**QUOTED TEXT:**
## START

XIV. The appellant's arguments as relevant to this decision are discussed in detail below.
Reasons for the Decision
1. The appeal complies with the provisions referred to in Rule 101 EPC and is therefore admissible.
2. The invention
2.1 The background section of the description highlights the importance of identifying popular keywords relevant to a website, in particular in the context of search engine result optimisation (paragraphs [0003] and [0004] of the description of the application as filed). To allow relevant keywords to be identified without human intervention, the application proposes an automated method for "related term suggestion".
2.2 This method starts with a set of "historical query terms" obtained from query logs. Given a "bid term", it produces one or more ordered lists of query terms related to the bid term (paragraphs [0006], [0039] and [0040]; Figure 2). The terms in each list are meant to relate to a particular "sense" of the bid term, corresponding to the context in which the bid term is used (paragraphs [0015] and [0032]). One example is given in Table 1 on page 8 of the application as filed, which shows that the "mail" bid term results in one list of query terms related to the context "online e-mail" and another list of query terms related to the context "traditional mail" (paragraphs [0021] to [0023]).
2.3 The method first divides the historical query terms into a set of query terms having a high frequency of occurrence (FOO) in the historical query logs and a set of query terms having a low FOO. A historical query term is a "high FOO" query term if the number of times it occurs is greater than or equal to a configurable threshold value (paragraph [0025]). The high-FOO query terms are then assigned to "term clusters" on the basis of their mutual "similarities" (paragraph [0040]; paragraphs [0030] and [0031]).

## END

**DATA PROVIDED:**
## START

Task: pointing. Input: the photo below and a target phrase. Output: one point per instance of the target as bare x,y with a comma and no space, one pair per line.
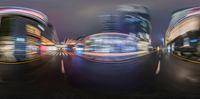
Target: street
63,74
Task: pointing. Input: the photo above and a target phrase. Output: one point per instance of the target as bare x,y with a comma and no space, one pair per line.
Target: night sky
75,18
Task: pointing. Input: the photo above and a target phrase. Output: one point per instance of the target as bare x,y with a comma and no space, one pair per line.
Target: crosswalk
64,53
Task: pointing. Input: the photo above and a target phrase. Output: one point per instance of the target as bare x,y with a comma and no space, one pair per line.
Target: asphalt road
63,75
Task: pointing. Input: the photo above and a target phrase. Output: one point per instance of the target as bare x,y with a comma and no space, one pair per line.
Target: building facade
183,34
22,33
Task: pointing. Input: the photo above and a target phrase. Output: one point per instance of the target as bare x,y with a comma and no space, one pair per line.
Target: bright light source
20,39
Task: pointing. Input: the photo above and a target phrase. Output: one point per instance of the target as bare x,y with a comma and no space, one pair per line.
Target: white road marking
158,68
62,66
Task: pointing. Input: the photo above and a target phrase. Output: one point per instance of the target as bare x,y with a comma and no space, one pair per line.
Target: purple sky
74,18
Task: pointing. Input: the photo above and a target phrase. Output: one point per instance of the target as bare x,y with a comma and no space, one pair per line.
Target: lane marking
158,68
62,66
185,59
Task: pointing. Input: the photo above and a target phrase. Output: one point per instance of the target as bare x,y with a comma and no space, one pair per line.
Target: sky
75,18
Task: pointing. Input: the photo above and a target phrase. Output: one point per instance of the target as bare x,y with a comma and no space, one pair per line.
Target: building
183,34
123,35
23,32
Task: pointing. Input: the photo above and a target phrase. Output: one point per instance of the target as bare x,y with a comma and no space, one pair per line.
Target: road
62,75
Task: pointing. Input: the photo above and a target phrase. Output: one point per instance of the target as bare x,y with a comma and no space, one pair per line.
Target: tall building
183,34
123,35
22,33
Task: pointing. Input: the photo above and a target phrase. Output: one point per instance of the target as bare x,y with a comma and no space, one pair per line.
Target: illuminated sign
33,30
31,12
20,39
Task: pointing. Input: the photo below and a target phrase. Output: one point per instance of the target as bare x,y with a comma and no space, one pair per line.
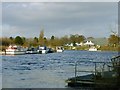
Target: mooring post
75,70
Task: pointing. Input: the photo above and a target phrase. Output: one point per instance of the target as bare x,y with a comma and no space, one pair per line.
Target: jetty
104,75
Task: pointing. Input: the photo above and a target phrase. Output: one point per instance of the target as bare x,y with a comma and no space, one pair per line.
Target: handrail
92,71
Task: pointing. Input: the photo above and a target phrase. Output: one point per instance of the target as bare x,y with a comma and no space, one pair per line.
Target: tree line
113,40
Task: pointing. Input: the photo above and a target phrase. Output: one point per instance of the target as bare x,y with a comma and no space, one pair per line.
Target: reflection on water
45,70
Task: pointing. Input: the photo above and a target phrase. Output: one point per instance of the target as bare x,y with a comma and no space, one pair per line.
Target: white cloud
65,18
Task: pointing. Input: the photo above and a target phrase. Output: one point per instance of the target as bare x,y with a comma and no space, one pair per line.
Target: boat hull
15,52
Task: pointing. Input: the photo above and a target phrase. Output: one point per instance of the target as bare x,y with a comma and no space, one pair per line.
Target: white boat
59,49
31,51
42,50
92,49
15,50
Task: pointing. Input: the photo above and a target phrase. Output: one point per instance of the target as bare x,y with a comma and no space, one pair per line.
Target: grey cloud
66,18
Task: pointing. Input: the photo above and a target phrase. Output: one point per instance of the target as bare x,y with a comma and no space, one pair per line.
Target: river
45,70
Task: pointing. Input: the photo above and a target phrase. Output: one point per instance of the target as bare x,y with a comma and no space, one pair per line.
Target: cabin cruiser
42,50
15,50
31,50
92,49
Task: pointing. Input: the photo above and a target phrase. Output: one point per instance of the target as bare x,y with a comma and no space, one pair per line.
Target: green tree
41,38
18,40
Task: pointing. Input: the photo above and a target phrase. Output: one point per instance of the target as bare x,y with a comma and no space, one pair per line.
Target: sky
27,19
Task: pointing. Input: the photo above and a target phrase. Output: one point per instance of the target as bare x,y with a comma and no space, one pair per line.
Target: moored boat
59,49
92,49
42,50
31,50
14,50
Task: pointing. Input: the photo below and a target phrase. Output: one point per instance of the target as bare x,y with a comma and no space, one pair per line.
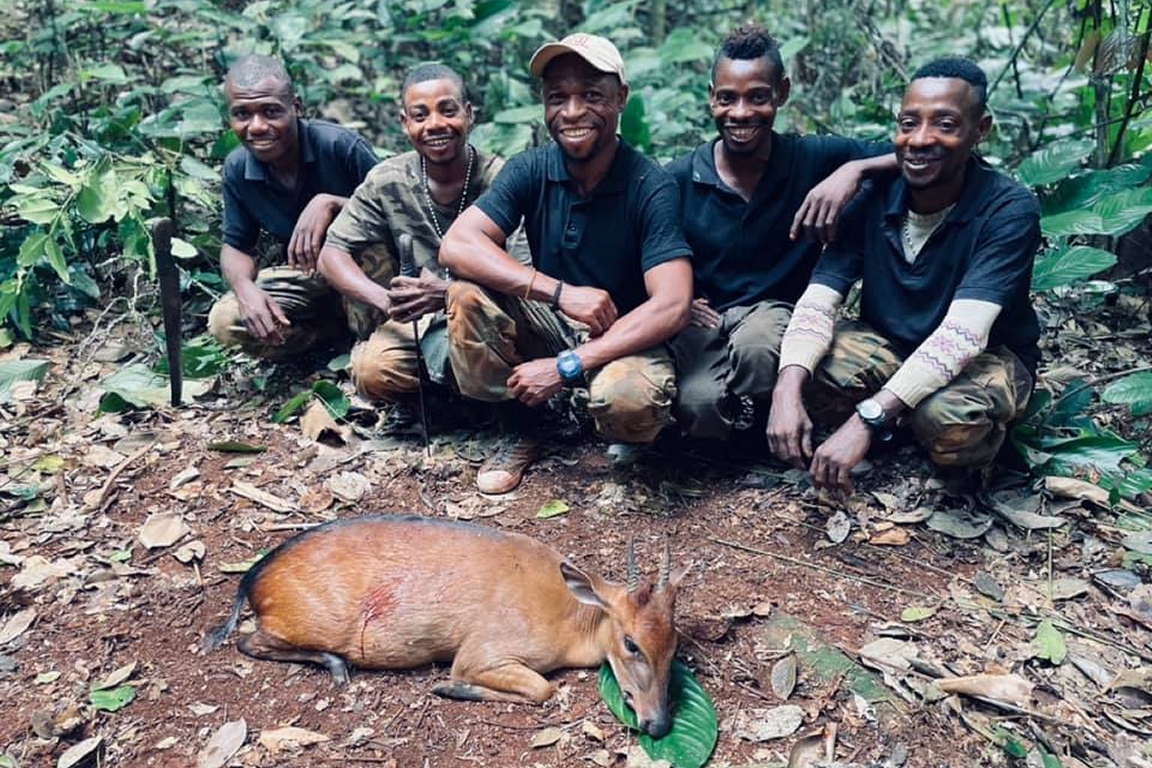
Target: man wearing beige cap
609,279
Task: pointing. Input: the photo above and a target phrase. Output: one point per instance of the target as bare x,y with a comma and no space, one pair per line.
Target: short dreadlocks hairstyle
748,43
961,68
430,71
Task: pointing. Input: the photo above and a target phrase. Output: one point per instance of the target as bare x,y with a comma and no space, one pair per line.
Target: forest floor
123,537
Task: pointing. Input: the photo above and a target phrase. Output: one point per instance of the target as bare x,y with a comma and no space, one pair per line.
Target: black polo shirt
628,225
984,250
741,251
335,162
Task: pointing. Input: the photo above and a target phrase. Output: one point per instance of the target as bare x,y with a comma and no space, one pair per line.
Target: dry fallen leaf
758,724
16,625
547,737
225,743
163,530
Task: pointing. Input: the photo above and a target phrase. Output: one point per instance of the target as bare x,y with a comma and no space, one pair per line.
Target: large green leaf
1053,162
13,371
1067,264
1135,390
694,732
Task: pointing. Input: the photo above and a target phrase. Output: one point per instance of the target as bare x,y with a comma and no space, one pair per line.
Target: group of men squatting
705,291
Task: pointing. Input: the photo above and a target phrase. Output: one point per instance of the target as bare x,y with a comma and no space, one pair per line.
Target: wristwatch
873,416
569,366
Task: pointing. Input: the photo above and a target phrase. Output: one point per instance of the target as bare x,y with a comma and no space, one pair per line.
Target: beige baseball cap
592,48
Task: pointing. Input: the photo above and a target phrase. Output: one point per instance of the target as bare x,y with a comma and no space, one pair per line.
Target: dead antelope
394,592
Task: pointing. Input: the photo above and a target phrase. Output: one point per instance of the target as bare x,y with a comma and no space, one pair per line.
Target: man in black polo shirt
290,177
609,280
947,339
745,198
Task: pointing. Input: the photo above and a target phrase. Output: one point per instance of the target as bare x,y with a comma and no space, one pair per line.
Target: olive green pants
490,334
962,424
312,308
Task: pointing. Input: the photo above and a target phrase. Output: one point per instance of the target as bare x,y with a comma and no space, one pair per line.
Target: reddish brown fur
398,592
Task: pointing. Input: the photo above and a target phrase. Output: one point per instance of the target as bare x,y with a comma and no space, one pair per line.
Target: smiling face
743,97
437,120
582,107
939,124
264,116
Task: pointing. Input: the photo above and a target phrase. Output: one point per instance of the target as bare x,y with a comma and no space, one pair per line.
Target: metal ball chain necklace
463,190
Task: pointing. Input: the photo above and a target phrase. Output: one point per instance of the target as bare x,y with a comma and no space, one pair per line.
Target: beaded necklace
463,190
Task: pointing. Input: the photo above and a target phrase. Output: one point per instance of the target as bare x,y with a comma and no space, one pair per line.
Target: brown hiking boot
503,470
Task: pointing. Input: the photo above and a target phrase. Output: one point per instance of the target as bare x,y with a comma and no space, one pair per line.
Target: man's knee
630,398
384,374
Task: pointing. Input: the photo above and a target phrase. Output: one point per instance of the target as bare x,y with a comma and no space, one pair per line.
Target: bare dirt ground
778,571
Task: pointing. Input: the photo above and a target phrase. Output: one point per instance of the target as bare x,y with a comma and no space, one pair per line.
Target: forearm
650,324
237,267
961,336
342,272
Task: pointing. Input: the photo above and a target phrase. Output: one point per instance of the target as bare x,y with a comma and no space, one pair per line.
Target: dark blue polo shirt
984,250
741,251
335,162
628,225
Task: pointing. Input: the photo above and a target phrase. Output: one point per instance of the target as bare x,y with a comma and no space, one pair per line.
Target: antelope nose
657,728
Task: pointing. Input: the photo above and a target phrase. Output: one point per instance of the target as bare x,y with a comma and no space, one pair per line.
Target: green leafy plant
695,730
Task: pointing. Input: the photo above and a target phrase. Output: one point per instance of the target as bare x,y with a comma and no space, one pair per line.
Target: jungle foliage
113,115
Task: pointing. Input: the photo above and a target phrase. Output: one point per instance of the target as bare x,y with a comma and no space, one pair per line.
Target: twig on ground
825,569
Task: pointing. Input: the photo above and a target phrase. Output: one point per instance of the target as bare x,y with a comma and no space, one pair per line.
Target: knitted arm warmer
809,334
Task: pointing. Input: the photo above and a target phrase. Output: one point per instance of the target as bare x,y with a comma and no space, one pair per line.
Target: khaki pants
490,334
311,306
962,424
715,367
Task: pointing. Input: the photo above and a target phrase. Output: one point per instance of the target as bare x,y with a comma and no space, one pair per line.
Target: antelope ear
582,585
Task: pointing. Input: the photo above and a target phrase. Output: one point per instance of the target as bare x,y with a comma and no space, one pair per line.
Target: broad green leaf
1066,265
294,404
1050,644
13,371
113,74
333,398
552,508
694,732
916,614
1054,161
1135,390
235,447
112,700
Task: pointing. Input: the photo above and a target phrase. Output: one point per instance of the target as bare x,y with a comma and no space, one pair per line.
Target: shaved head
255,68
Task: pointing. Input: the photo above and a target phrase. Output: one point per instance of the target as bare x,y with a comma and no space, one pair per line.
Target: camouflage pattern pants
385,366
490,334
718,366
962,424
311,306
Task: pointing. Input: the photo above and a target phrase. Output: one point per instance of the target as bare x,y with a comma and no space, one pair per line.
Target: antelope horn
634,575
665,565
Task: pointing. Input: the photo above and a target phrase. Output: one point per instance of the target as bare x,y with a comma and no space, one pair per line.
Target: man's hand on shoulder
591,306
818,214
311,227
262,316
533,382
414,297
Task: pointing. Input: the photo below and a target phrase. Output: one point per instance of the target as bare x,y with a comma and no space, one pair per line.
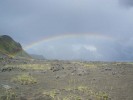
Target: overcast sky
102,29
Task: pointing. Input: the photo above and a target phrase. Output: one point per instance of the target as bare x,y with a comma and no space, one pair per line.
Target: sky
92,30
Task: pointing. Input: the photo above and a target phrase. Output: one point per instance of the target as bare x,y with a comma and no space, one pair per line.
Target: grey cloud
127,3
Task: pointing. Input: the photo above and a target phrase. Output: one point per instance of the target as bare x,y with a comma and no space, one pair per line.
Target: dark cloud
127,3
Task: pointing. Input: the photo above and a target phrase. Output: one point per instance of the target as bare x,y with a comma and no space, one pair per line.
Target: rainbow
67,35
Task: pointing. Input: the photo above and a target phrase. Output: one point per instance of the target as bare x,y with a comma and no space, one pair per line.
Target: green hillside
10,47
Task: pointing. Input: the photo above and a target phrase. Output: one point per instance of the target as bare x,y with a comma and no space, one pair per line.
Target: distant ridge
9,47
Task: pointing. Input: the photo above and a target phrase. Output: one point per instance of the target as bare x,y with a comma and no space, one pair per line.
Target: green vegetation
8,95
9,47
24,79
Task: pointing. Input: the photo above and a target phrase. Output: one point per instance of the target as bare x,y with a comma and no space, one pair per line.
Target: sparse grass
52,93
8,95
87,92
24,79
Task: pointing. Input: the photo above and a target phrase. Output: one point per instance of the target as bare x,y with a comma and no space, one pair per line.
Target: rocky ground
65,80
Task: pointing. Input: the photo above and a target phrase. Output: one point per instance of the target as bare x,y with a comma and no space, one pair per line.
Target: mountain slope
9,47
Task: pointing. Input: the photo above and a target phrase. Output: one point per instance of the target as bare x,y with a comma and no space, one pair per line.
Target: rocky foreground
65,80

## END

**EXERCISE INSTRUCTIONS:**
A. From point 2.3 of the appeal decision excerpt, list every paragraph number of the application that it cites.
B. Identify each line in the rows above that contains the word "brown", and copy those lines.

**TASK RESPONSES:**
A. [0025], [0040], [0030], [0031]

B.
Target: reddish brown fur
Target: brown hiking boot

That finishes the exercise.